Problem to work on ▸ Rewrite the Springsteen article from "When the grunge" through "and White Stripes.", replacing "grunge age" with "grunge era".

The Boss Is Back in Town 

Through it all, Bruce Springsteen never lost his cool

Through it all, Bruce Springsteen never lost his cool

One of the more memorable running sketches from Ben Stiller's early '90s comedy series is "Tales of Springsteen," a satiric take on the Boss' status as a larger-than-life heroic figure. It features Stiller as a rugged, buffed-up Springsteen who turns up to, variously, battle space aliens, coach Janeane Garofalo through childbirth and help out Abe Lincoln with the Gettysburg Address. In one particularly amusing bit, the Boss sticks around to help clean up the bar after one of his signature surprise nightclub appearances, mopping up and refilling empty ketchup bottles. "And the next morning when I woke up, I had been freshly shaved, manicured, and my boots had been polished!" notes a stunned Andy Dick.

The sketches were intended to be a light-hearted homage, but in those days one could have been forgiven for detecting an undercurrent of mockery. Springsteen has always had his share of detractors, particularly in the younger hipster fringes of the rock audience, where his penchant for sprawling romanticism and melodrama has been so often perceived as calculated, overbearing posturing. And in the early '90s, the fringes were taking over.

When the grunge age, with all its attendant irony and dour self-absorption, came to dominate the rock landscape, Springsteen's brand of earnest positivity seemed passé. He remained a huge star with an obsessively devoted fan base, but his cachet as a cultural touchstone would remain diminished for roughly the next decade.

Then in 2002, after the harsh sting of national tragedy made his tough-minded sense of optimism seem so very necessary, Springsteen would re-emerge on the mass culture radar with The Rising. But even that album, with its ominous tone and well-worn themes of loss, hope and redemption, might have sounded like so much hot air to younger ears then more attuned to the raw garage-rock of The Strokes and White Stripes.

Data section ▸
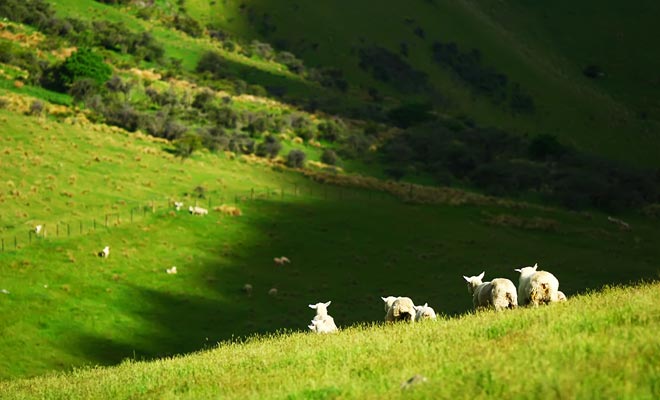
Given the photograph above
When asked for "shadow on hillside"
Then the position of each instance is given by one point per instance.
(352, 253)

The solution ▸
When the grunge era, with all its attendant irony and dour self-absorption, came to dominate the rock landscape, Springsteen's brand of earnest positivity seemed passé. He remained a huge star with an obsessively devoted fan base, but his cachet as a cultural touchstone would remain diminished for roughly the next decade.

Then in 2002, after the harsh sting of national tragedy made his tough-minded sense of optimism seem so very necessary, Springsteen would re-emerge on the mass culture radar with The Rising. But even that album, with its ominous tone and well-worn themes of loss, hope and redemption, might have sounded like so much hot air to younger ears then more attuned to the raw garage-rock of The Strokes and White Stripes.